PASSAGE GIVEN:
--- begin ---

I was recently going through Alaska’s recently-released 2011 10-K, and the company provided a simple, yet very thought-provoking chart of its capacity by region. It’s very interesting to see how Alaska’s network has developed  - over the past three years Hawaii’s share of capacity has doubled, while the West Coast’s share has decreased by roughly eight percentage points.

Looking at this chart makes me wonder what’s next for Alaska’s growth over the coming years, especially as it begins taking delivery of the 737-900ER (Alaska expects to have three at the end of the year). The airline has already announced new service for this year in a bunch of different markets, including more regional flying out of San Diego and Portland, Honolulu flights from San Jose and Oakland, and new service from Seattle to Kansas City and Philadelphia. (the 10-K has a handy chart of everything that’s been announced so far).

Southwest Says the “Number of RNP Approaches Has Slowed”

Southwest Airlines has taken many large and difficult steps to prepare for implementing Required Navigation Performance (RNP), not least of which included training its entire pilot group. But the steps had a significant payoff: RNP allows a carrier to fly more efficient procedures  that can reduce fuel burn. When the Dallas-based launched RNP operations in January last year, it estimated the program would provide “anticipated savings of more than $60 million per year once all Southwest airports have efficient RNP procedures.” It appears, however, that those savings are taking a bit longer to materialize, according to Southwest’s recently-filed 2011 10-K.

“For reasons out of its control, Southwest’s total number of RNP approaches has slowed to fewer than 400 per month,” the company noted. To put that figure in context, Southwest had previously noted 600 RNP approaches were flown in the first week the program was active. Southwest flew a total of 6,790 RNP approaches last year, but 1,400 of them (around 20%) were flown in the first 20 days of the program.

The airline noted that it “must rely on RNP approaches published by the FAA, and the rate of introduction of RNP approaches has been slower than expected, with RNP approaches currently available at only 17 airports.” When Southwest started RNP operations last year, 11 airports were part of the program.

But the issue is not simply the introduction of approaches – Southwest also noted that “even at airports with approved RNP approaches, the clearance required from air traffic controllers to perform RNP approaches is often not granted.”

“As a result, in the second half of 2011, the Company decided not to equip its Classic (737-300/500) aircraft with RNP capabilities,” Southwest concluded.

RNP is an exciting technology that holds lots of opportunity for Southwest and the industry as a whole — hopefully progress will be made in this area soon.

American Provides More Detail on Planned Revenue Improvements

Earlier this month, American CEO Tom Horton said in a letter to employees that it planned to achieve $3 billion in annual improvement to the business. $2 billion of this benefit is slated to come from cost savings, while the remaining $1 billion would come from enhanced revenue generated by “network scale, fleet optimization, and product improvements.”

--- end ---

RECORD SET:
--- begin ---

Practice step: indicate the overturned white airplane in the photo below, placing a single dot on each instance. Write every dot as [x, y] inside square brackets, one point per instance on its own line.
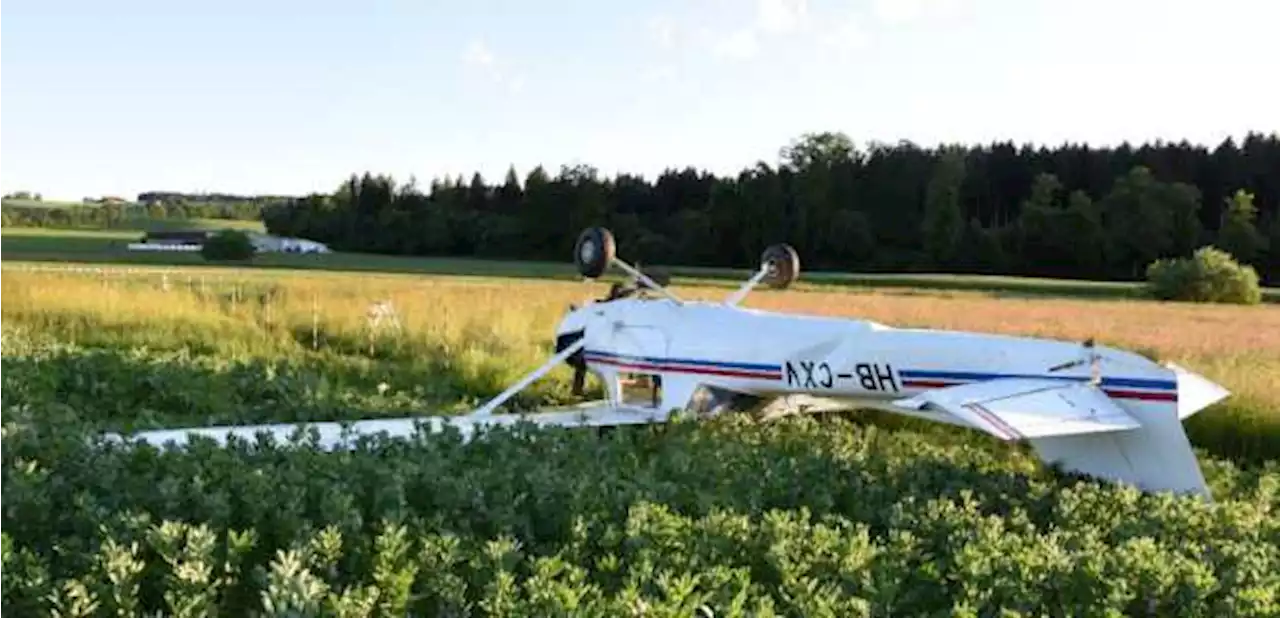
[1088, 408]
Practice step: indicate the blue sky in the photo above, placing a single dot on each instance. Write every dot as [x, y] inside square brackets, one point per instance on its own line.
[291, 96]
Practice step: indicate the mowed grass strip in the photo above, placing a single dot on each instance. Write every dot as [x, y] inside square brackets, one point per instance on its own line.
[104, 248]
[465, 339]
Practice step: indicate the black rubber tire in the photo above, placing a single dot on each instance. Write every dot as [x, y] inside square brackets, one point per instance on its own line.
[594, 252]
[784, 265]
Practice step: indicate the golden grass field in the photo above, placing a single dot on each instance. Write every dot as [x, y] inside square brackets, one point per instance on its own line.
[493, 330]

--- end ---
--- begin ---

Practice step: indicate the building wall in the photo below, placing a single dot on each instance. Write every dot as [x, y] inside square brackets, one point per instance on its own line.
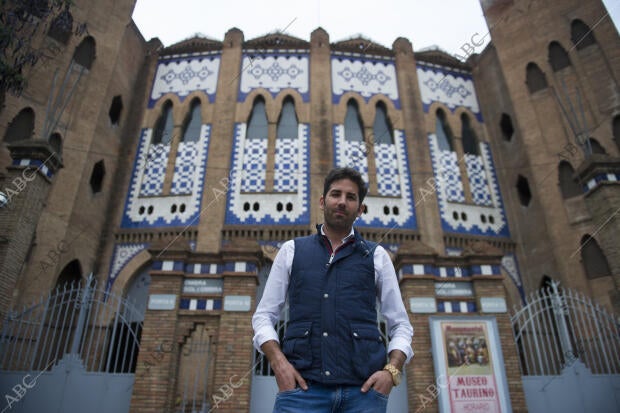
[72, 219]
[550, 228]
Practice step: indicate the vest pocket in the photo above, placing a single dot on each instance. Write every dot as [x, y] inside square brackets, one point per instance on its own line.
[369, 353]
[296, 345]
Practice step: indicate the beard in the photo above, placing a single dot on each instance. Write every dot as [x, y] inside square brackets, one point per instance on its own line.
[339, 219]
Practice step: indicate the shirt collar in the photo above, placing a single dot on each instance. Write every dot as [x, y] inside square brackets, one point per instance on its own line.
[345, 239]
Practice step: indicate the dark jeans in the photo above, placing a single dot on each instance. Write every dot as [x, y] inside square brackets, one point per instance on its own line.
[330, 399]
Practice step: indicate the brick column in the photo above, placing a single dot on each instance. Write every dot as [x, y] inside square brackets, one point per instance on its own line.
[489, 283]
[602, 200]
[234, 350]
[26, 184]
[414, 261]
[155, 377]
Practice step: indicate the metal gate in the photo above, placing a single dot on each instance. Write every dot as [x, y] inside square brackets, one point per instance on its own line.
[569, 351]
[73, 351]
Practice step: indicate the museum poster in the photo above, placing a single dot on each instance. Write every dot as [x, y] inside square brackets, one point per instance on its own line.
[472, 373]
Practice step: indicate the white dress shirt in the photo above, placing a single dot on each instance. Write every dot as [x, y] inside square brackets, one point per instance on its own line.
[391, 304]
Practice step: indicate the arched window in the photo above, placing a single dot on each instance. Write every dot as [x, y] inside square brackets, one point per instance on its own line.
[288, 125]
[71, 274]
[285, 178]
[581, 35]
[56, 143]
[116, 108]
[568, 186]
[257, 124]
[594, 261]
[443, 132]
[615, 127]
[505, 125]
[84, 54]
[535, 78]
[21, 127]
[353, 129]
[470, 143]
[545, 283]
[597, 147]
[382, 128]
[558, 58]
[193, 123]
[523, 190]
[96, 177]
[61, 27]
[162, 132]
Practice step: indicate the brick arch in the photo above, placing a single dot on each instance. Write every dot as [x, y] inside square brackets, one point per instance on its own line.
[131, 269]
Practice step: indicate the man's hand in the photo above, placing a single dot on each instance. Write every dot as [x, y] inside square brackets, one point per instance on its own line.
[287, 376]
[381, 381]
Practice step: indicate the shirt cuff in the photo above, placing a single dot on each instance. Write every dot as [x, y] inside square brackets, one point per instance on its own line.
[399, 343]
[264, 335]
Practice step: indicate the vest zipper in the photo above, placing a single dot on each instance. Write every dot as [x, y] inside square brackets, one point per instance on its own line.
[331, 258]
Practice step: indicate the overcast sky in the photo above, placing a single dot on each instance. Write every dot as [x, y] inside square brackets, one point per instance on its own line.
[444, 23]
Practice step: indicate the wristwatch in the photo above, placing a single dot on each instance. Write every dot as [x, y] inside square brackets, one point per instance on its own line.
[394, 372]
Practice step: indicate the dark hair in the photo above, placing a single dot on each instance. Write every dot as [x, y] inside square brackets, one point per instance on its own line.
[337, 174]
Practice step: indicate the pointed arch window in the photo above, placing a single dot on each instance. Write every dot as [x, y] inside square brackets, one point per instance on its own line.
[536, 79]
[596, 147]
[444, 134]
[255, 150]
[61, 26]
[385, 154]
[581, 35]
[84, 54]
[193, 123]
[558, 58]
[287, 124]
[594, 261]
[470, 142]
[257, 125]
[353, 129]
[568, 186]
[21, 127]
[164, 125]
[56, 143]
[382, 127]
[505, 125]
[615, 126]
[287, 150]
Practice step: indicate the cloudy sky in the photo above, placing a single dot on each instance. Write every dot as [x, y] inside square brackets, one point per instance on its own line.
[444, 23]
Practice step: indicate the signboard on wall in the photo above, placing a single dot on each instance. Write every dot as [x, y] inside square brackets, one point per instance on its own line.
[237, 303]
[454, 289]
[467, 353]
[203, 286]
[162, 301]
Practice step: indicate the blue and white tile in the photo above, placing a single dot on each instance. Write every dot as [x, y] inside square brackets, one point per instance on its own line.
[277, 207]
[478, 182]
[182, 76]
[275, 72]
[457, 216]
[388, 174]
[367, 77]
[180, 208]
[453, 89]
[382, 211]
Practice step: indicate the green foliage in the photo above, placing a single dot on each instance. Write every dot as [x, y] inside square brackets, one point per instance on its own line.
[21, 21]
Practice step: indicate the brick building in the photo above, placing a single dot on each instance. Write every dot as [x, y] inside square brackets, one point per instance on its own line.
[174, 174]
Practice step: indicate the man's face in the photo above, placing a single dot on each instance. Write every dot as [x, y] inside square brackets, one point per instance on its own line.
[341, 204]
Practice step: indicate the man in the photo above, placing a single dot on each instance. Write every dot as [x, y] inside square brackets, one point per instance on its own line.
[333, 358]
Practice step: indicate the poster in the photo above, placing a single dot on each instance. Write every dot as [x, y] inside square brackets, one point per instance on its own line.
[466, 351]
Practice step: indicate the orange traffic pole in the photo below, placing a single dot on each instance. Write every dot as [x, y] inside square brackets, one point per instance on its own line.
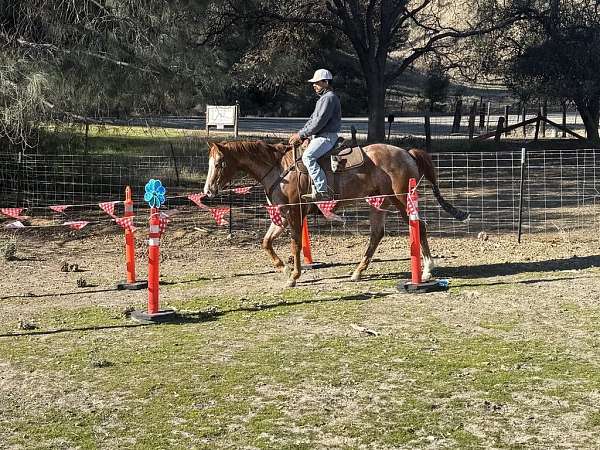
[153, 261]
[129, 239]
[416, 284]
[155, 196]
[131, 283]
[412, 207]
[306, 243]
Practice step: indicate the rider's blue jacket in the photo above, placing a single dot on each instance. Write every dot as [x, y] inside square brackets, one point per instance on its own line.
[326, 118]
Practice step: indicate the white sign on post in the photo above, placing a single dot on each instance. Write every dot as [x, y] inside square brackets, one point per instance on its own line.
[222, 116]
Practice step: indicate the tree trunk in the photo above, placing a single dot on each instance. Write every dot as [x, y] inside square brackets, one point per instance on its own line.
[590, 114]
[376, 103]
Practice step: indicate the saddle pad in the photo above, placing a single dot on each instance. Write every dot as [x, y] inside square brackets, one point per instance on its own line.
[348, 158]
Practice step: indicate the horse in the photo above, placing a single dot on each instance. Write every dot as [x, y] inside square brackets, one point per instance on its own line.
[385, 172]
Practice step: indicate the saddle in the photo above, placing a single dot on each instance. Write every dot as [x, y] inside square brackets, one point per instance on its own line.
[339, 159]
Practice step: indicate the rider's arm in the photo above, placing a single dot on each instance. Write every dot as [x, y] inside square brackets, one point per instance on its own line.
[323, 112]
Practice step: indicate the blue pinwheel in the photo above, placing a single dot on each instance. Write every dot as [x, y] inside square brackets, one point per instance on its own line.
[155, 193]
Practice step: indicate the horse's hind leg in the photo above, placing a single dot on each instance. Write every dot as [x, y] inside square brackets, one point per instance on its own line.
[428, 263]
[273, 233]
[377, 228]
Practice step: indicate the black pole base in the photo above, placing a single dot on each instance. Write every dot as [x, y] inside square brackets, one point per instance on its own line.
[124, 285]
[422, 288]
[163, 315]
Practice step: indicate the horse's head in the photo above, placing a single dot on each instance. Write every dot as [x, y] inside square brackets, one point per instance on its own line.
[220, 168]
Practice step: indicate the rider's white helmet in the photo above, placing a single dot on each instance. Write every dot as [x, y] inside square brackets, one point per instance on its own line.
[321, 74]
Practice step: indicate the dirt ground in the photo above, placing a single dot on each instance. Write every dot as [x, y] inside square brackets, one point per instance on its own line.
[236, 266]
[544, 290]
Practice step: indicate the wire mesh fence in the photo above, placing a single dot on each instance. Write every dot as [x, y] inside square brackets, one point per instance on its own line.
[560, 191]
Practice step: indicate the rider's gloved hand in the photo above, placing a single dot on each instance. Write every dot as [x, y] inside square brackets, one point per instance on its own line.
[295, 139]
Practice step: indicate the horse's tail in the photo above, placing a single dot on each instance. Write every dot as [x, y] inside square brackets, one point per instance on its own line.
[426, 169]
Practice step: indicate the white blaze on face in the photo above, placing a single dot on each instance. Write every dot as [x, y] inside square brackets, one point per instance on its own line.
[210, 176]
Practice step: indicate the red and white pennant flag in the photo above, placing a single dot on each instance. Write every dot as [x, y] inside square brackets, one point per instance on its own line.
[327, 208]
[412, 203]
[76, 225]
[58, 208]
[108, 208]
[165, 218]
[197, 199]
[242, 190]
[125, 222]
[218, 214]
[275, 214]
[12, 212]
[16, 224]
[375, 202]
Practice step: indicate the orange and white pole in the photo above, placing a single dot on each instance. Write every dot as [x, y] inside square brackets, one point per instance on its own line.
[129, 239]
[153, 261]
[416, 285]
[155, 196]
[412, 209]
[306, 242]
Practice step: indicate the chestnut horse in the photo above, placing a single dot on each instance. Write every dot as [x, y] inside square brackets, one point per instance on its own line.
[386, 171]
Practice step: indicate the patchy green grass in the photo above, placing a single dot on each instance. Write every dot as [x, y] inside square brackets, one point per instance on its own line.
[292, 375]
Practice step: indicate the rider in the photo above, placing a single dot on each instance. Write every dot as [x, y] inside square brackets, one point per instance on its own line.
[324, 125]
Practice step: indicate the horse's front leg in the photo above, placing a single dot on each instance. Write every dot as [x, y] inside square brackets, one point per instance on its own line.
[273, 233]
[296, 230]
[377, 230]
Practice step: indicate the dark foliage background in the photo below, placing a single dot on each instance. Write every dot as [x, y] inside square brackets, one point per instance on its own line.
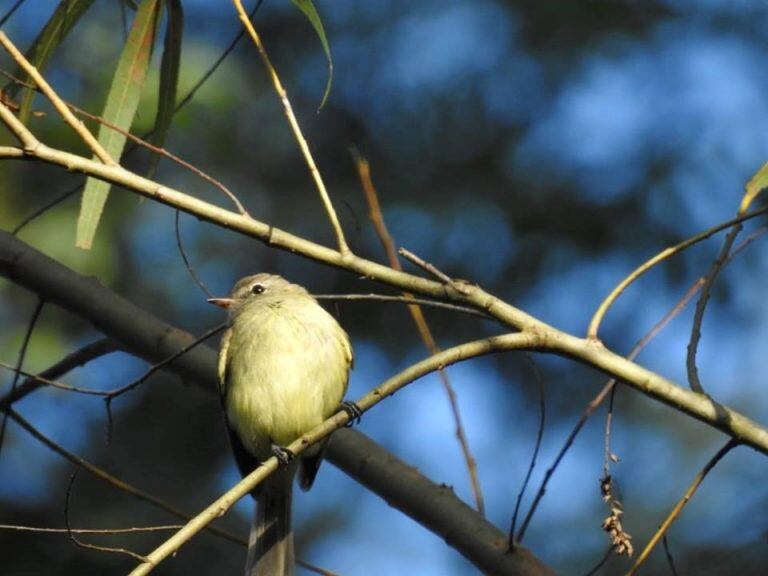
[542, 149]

--- end ---

WRITTEN PROBLEM:
Copy word for word the portion of the airline passage that begins with the words containing "Southwest Airlines has" and ends with "recently-filed 2011 10-K.". Rely solely on the airline passage above.

RESULT:
Southwest Airlines has taken many large and difficult steps to prepare for implementing Required Navigation Performance (RNP), not least of which included training its entire pilot group. But the steps had a significant payoff: RNP allows a carrier to fly more efficient procedures  that can reduce fuel burn. When the Dallas-based launched RNP operations in January last year, it estimated the program would provide “anticipated savings of more than $60 million per year once all Southwest airports have efficient RNP procedures.” It appears, however, that those savings are taking a bit longer to materialize, according to Southwest’s recently-filed 2011 10-K.